** Opening EXCERPT TO READ block **

Of the many books about information technology I’ve read over the years, the two that have stuck with me the longest are Fred Brooks’s 1975 classic The Mythical Man-month and Clayton Christensen’s 1997 The Innovator’s Dilemma. Both brilliantly challenged conventional wisdom about why projects, technologies, and companies succeed and fail, and each book’s lessons are particularly relevant as low-code technologies make their way into the enterprise.

Why Simplicity Beats Complexity

The Mythical Man-month is best known for Brooks’s counterintuitive premise that adding people to a software project that’s already running late will only make it fall further behind. According to Brooks, more hands means more meetings, more confusion, and ultimately more bugs that have to be stamped out before release.

Over the years, his argument has been proven time and again. Revolutionary products like Lotus 1-2-3, Linux, and the World Wide Web were built by individuals or small teams, and small startups continue to drive software innovation. The same principle underlies agile development and open source, in which loosely federated independent developers each focus on making a small piece of the project as good as it can be.

Meanwhile, in The Innovator’s Dilemma, Christensen demonstrated how simple, low-cost technology products almost invariably displace more complex and expensive ones over time. The newcomers aren’t as sophisticated as the entrenched leaders, but their products are good enough, they’re accessible to a wide audience, and they improve over time.

While market leaders addicted to high profit margins initially dismiss the interlopers, they ultimately sink because their stakeholders and culture don’t allow them to respond to the threat from below. Thus mainframe giants lost control of the desktop, and PC leaders couldn’t compete in the market for mobile devices. Ironically, the leaders of these at-risk organizations almost always see the disruption coming, but they’re unable to mobilize their organizations to respond in time.

One thing both Brooks’s and Christensen’s theories have in common is that they believe that when it comes to technology, simplicity edges out complexity. Breaking tasks down into component parts and empowering people to own pieces of the solution yields better results than attacking the problem as a whole. Making tools simpler to use expands markets, and those tools invariably evolve to become more powerful than the elegant high-end solutions they replace.

What about Enterprise Software Development?

In his book, Christensen describes how transistors disrupted the radio industry. Prior to the late 1950s, radios were essentially furniture—vacuum tube–based units were heavy, hot, and prone to failure, but they were the only game in town. Then transistors made radios portable. The quality wasn’t very good, but you could take them anywhere, and as the cost of transistors decreased over time, the quality also improved. The combination of low cost and portability expanded the market for transistors and rapidly eroded the market share of tube radios, which disappeared within a decade.

** Closing EXCERPT TO READ block **

■ EXERCISE GOAL
According to the essay on simplicity in technology, why does adding people to a software project that is already running late make it fall further behind? Answer in one to three sentences. The listing is separate material with no connection to the essay on simplicity in technology.

** Opening RECORDS SHOWN block **

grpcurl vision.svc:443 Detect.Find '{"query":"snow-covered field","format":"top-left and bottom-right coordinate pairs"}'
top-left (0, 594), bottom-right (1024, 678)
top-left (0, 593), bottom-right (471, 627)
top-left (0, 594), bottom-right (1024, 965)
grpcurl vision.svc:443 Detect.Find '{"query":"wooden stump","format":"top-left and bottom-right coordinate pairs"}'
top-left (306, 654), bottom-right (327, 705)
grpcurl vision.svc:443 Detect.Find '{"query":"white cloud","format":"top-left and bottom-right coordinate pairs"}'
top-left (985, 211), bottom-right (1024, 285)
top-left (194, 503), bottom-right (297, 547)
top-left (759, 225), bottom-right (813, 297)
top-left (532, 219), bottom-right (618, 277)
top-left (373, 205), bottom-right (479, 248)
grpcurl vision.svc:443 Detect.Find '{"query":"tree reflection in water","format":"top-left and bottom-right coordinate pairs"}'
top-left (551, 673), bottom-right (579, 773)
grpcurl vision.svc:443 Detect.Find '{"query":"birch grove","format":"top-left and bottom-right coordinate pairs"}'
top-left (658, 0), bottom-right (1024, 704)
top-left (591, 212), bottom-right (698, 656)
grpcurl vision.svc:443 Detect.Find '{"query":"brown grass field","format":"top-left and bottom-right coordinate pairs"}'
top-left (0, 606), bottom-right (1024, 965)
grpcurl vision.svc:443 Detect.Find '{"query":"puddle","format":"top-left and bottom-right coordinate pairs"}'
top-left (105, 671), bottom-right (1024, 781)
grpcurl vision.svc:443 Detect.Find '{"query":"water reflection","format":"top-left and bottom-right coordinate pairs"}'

** Closing RECORDS SHOWN block **

■ YOUR RESPONSE
More people on the project means more meetings and more confusion. It also produces more bugs that have to be fixed before release.